• **Task objective**
Reproduce the data from its first line through the line containing "xmin=146 ymin=492 xmax=634 ymax=595", both ends included, and leave out the pictures.

begin Data rows

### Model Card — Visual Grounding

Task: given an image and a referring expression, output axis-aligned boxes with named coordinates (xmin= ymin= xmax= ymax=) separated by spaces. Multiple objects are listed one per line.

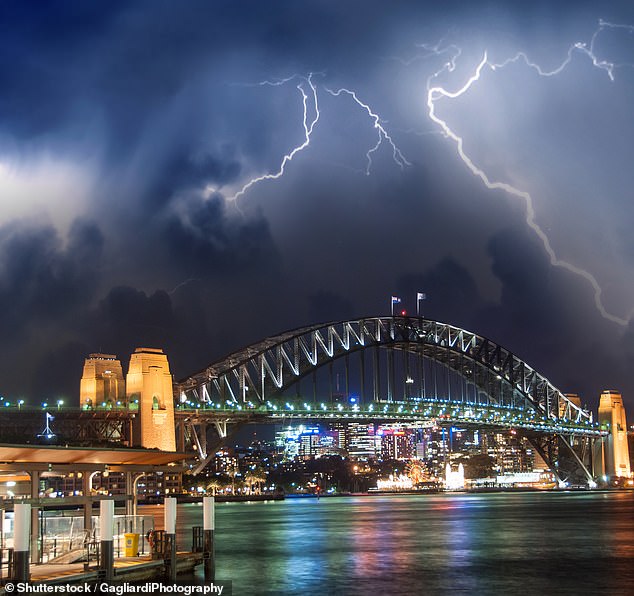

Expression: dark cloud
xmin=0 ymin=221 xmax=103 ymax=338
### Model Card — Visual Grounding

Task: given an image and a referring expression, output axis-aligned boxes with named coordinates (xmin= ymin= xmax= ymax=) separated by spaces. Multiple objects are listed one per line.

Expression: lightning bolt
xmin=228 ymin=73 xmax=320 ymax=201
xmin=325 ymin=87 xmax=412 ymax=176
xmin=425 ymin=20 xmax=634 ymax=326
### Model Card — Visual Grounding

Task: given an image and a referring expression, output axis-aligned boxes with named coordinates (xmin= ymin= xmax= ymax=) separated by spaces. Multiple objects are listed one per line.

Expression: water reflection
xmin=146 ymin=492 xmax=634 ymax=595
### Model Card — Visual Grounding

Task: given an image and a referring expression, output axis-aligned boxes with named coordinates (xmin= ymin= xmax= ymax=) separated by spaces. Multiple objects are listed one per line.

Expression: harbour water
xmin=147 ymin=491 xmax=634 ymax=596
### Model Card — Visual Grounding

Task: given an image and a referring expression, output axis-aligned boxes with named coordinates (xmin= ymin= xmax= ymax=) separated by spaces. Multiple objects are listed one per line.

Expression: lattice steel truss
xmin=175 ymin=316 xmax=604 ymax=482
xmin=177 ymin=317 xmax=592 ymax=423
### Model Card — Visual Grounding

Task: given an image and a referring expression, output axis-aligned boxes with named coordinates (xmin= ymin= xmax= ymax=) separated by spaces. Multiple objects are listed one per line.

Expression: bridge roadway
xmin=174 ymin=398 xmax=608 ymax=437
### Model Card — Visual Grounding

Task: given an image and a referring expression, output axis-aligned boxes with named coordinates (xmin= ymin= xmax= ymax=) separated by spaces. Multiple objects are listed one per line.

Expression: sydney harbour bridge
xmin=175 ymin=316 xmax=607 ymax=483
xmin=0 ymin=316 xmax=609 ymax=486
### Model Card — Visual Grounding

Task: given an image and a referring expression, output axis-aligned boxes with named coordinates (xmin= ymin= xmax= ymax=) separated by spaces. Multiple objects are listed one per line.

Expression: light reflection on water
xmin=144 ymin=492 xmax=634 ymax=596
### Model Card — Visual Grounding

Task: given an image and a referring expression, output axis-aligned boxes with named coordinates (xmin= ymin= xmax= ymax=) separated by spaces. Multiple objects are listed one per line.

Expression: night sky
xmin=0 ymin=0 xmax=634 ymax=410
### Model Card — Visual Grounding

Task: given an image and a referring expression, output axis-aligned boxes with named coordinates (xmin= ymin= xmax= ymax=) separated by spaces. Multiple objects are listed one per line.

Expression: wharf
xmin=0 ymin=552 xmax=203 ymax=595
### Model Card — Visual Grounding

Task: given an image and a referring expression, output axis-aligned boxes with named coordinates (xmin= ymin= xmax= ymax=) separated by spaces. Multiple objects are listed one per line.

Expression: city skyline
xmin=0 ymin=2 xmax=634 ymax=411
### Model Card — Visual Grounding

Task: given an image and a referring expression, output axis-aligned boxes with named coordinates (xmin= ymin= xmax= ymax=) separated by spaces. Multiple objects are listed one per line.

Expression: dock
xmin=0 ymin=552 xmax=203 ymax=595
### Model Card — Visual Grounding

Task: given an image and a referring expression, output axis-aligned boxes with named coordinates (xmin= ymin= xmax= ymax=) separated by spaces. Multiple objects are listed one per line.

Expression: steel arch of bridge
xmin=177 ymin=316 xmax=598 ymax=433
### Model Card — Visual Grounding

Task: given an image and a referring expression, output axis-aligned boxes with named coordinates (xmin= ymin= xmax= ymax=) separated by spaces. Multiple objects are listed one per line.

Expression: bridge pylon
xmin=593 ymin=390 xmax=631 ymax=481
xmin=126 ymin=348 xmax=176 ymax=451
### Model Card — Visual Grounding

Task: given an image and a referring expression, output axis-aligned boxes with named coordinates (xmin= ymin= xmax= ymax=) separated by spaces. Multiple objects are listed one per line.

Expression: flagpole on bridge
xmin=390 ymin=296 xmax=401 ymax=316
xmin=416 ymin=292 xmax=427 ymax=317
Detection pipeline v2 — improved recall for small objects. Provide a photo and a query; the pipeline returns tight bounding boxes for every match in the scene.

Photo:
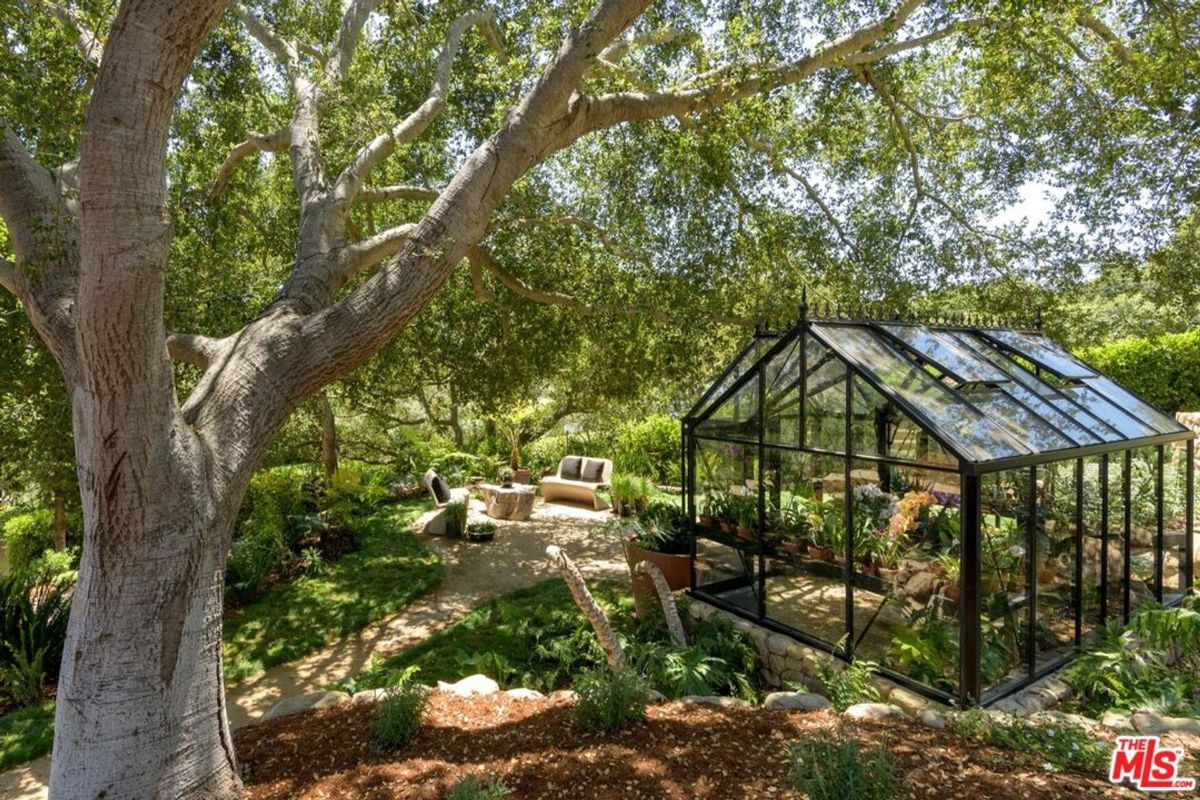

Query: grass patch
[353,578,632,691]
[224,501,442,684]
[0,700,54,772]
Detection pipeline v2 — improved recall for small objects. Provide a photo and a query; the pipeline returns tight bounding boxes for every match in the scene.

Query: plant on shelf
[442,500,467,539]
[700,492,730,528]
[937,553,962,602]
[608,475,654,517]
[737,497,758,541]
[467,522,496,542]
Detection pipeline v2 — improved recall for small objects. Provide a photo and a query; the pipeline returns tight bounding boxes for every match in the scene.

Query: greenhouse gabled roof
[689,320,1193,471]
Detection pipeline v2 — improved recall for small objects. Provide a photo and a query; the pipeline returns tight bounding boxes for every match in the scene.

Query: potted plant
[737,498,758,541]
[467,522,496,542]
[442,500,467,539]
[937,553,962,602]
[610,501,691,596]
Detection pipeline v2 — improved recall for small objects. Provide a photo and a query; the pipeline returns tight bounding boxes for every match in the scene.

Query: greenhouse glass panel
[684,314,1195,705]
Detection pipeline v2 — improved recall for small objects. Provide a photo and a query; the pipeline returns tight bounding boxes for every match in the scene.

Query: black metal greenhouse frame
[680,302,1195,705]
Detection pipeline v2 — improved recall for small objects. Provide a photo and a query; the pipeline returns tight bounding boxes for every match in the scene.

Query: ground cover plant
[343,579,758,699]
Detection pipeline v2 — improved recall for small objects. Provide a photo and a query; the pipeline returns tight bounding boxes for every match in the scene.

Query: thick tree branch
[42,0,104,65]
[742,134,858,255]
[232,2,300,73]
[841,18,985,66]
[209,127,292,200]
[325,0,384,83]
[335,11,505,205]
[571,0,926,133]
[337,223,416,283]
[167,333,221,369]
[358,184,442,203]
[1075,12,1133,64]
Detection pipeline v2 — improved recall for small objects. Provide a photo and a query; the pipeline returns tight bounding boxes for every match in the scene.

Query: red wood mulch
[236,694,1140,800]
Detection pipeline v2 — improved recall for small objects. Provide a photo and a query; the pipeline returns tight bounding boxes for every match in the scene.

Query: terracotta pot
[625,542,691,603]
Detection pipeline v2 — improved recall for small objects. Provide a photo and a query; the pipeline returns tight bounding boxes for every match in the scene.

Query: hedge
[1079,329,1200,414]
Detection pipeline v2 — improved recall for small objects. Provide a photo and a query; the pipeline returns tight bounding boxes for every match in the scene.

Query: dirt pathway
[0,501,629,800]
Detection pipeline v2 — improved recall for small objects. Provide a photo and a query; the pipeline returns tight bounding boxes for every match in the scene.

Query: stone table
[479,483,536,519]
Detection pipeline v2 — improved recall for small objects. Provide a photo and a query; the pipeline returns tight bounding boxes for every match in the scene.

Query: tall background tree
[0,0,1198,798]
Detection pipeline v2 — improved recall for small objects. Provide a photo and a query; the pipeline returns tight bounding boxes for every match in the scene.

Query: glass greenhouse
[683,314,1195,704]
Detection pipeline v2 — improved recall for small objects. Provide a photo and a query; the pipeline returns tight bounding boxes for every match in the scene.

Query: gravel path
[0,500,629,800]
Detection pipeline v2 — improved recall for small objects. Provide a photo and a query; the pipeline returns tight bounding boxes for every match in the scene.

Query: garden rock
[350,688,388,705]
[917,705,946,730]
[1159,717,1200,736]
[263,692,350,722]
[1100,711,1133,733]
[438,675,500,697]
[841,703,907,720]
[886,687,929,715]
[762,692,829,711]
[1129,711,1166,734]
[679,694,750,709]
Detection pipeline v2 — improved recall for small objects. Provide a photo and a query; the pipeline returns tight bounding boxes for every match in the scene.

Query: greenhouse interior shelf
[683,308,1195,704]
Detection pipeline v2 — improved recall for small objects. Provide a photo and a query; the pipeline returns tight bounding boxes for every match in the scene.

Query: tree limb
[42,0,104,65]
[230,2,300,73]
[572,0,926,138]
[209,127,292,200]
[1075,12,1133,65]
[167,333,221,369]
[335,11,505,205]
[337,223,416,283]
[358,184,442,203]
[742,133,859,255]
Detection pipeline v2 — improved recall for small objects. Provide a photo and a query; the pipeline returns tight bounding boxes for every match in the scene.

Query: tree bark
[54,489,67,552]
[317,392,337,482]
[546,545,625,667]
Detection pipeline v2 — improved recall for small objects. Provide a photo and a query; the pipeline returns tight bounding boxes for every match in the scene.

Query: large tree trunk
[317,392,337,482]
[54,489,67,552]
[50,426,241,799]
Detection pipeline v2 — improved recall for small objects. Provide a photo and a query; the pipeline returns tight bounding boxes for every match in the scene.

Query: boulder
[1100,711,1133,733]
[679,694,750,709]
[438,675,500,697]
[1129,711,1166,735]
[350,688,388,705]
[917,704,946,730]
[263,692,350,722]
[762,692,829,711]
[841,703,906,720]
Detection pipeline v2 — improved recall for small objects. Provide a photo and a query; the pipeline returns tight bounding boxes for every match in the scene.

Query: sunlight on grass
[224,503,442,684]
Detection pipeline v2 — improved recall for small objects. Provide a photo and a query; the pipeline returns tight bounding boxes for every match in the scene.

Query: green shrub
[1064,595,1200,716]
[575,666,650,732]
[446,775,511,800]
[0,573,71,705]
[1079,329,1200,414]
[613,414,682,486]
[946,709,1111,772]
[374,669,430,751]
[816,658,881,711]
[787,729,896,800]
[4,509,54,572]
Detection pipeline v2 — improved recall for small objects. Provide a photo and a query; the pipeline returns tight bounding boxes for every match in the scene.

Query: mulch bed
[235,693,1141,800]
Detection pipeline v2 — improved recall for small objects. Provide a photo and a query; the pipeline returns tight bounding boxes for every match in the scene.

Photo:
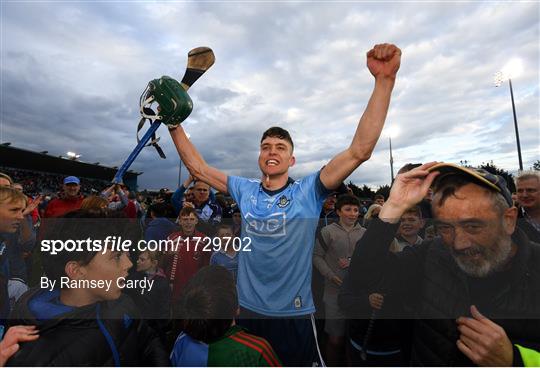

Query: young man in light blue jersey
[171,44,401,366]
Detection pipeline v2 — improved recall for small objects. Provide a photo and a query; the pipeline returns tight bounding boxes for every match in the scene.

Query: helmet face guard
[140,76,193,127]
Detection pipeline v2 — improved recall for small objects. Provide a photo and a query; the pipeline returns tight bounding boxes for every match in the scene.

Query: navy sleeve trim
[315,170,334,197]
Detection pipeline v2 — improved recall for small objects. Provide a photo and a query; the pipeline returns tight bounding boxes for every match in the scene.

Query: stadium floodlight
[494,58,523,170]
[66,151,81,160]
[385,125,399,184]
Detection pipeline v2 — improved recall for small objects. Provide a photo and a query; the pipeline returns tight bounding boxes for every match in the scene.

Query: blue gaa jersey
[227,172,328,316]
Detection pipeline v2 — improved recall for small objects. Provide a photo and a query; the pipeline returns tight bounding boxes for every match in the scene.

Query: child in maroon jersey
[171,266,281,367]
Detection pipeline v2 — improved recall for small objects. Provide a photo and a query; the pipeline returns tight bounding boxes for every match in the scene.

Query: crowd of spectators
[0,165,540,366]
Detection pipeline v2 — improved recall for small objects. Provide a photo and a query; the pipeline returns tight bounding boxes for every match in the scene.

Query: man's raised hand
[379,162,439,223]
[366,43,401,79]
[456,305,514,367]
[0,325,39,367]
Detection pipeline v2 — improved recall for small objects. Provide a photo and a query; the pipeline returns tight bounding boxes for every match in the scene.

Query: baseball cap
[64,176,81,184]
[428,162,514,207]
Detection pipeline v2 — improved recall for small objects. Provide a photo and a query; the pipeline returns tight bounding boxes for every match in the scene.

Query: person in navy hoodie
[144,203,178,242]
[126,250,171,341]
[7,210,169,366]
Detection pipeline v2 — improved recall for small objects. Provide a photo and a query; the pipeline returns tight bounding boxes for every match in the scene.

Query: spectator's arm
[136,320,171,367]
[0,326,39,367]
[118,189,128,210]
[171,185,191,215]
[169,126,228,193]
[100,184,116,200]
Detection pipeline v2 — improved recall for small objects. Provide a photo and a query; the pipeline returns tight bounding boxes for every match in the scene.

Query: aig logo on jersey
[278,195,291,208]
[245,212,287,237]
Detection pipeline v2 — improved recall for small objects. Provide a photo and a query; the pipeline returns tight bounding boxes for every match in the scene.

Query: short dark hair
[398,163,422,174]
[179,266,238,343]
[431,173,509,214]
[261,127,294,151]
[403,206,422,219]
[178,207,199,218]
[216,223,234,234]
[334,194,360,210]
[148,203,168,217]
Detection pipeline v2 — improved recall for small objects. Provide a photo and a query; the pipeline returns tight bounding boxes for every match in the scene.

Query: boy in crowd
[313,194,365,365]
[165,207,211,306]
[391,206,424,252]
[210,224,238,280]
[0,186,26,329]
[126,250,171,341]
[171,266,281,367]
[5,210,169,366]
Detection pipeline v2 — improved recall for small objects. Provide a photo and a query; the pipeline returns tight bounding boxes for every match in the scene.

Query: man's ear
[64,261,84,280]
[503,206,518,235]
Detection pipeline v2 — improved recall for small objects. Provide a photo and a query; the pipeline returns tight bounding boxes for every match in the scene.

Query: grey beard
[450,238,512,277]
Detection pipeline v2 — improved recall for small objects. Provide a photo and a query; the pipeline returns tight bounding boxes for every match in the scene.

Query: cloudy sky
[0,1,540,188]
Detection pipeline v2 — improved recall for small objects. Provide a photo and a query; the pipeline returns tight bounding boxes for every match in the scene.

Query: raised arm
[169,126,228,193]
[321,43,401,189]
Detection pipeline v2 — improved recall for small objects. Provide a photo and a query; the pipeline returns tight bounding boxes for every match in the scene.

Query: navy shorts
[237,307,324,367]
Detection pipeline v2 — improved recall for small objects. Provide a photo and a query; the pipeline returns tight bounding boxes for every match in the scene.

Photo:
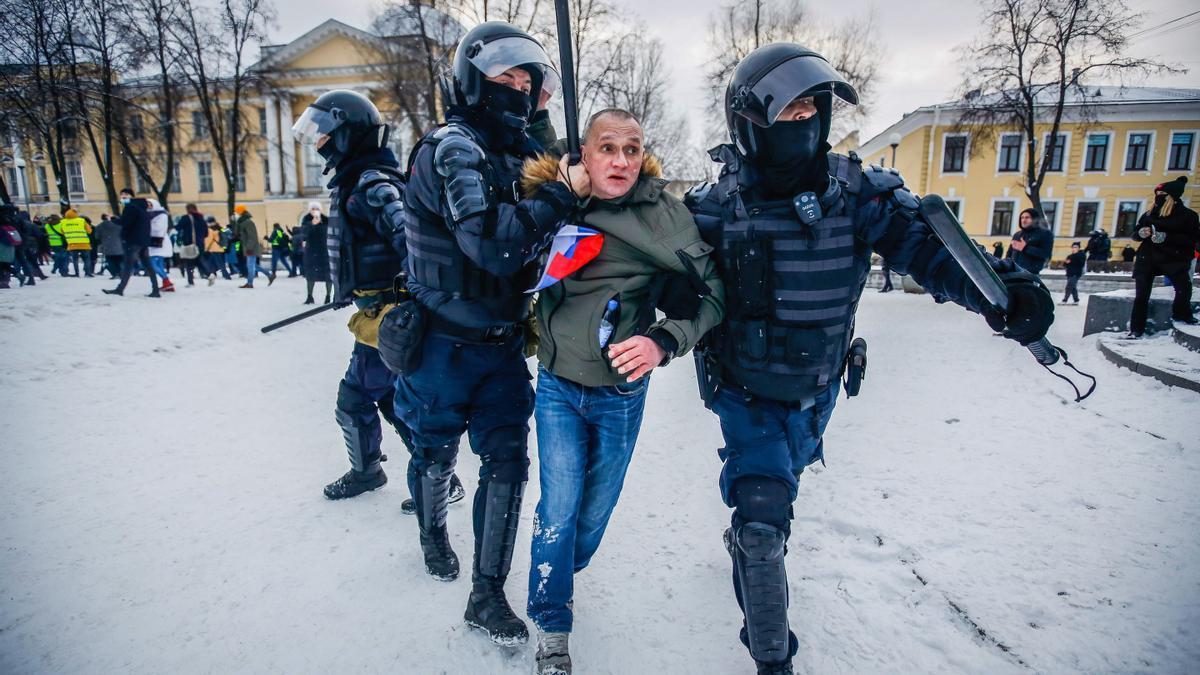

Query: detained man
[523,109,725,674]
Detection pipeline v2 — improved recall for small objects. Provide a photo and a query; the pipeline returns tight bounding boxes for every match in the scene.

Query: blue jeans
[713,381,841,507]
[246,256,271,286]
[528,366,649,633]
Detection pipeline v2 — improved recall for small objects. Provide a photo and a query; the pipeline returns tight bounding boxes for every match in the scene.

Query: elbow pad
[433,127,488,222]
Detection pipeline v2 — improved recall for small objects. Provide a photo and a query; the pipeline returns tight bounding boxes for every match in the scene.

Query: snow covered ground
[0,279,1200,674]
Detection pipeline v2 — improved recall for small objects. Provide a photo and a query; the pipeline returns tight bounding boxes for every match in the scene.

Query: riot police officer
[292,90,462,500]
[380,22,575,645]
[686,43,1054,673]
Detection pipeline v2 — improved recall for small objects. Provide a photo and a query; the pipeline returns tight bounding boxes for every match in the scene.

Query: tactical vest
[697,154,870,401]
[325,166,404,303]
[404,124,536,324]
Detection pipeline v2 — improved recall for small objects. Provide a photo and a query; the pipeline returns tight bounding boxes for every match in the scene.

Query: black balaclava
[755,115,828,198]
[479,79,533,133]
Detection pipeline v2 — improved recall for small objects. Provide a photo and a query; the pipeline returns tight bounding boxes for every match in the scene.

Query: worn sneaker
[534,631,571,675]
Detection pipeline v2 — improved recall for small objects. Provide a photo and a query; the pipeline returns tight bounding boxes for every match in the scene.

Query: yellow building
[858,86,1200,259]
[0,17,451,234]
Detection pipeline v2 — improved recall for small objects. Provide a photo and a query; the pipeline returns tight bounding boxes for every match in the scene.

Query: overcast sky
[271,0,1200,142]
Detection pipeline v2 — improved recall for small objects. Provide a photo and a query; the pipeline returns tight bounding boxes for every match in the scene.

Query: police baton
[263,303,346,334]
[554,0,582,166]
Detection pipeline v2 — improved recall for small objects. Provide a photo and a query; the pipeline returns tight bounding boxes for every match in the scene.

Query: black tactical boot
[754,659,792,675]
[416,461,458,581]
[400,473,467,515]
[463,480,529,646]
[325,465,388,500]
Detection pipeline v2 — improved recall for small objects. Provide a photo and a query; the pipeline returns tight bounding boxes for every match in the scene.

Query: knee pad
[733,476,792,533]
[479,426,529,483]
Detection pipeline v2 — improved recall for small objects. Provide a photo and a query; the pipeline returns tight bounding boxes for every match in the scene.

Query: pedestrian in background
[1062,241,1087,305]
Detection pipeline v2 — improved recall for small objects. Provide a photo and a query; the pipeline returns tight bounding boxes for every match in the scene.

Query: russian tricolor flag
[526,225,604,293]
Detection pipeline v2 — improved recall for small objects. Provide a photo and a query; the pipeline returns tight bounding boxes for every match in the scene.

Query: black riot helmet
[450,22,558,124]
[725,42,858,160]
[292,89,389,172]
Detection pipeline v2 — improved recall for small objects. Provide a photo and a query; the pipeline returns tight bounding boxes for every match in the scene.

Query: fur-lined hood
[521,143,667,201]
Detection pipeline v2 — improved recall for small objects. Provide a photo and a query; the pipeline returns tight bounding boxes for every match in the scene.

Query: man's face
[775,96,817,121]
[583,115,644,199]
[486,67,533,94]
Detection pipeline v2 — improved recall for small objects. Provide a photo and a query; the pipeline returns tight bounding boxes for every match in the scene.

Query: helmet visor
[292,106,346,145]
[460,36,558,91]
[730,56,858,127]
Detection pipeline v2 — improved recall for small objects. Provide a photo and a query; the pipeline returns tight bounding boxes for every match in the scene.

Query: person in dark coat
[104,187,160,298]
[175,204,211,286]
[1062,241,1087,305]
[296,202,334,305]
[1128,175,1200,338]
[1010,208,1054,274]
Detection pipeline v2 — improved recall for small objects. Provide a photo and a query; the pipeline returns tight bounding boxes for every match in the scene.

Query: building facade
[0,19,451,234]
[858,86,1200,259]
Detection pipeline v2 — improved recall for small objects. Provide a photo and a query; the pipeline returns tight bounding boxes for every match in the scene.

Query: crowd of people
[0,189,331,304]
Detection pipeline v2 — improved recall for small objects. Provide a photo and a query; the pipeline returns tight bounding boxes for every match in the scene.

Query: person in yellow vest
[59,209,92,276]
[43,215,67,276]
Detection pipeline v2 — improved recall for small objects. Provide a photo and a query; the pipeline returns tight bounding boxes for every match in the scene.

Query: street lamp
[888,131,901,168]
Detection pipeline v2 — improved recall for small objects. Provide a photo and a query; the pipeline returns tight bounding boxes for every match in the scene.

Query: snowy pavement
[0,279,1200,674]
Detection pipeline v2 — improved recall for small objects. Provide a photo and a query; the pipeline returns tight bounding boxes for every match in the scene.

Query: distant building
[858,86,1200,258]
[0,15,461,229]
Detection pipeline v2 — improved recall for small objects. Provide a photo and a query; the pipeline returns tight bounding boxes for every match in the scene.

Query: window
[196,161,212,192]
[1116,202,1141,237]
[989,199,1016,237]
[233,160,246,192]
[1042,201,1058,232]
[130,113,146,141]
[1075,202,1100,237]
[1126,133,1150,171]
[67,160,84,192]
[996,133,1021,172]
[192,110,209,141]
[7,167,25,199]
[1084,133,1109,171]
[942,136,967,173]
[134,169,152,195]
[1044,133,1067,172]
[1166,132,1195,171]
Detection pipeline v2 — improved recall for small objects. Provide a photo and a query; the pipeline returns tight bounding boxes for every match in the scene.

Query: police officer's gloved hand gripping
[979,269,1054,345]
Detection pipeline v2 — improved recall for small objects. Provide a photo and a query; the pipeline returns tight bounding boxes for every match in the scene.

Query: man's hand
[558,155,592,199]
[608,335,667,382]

end Data rows

• **Complete response**
### Model Card — Visual Grounding

Task: given an image and a referring expression, output axis-aligned boxes with named coordinates (xmin= ymin= xmax= ymax=) separated by spaces. Multiple objects are listed one per line.


Expression: dark cloud
xmin=0 ymin=221 xmax=103 ymax=338
### Model Card — Visual Grounding

Task: given an image and a referring expression, output axis-aligned boxes with named coordinates (xmin= ymin= xmax= ymax=) separated by spaces. Multiple objects are listed one per line.

Expression: lightning bolt
xmin=228 ymin=73 xmax=320 ymax=201
xmin=325 ymin=87 xmax=412 ymax=176
xmin=425 ymin=20 xmax=634 ymax=326
### Model Card — Visual Grounding

Task: given an image and a referring expression, output axis-aligned boxes with named coordinates (xmin= ymin= xmax= ymax=) separated by spaces. Multiple objects are listed one per line.

Expression: water reflection
xmin=146 ymin=492 xmax=634 ymax=595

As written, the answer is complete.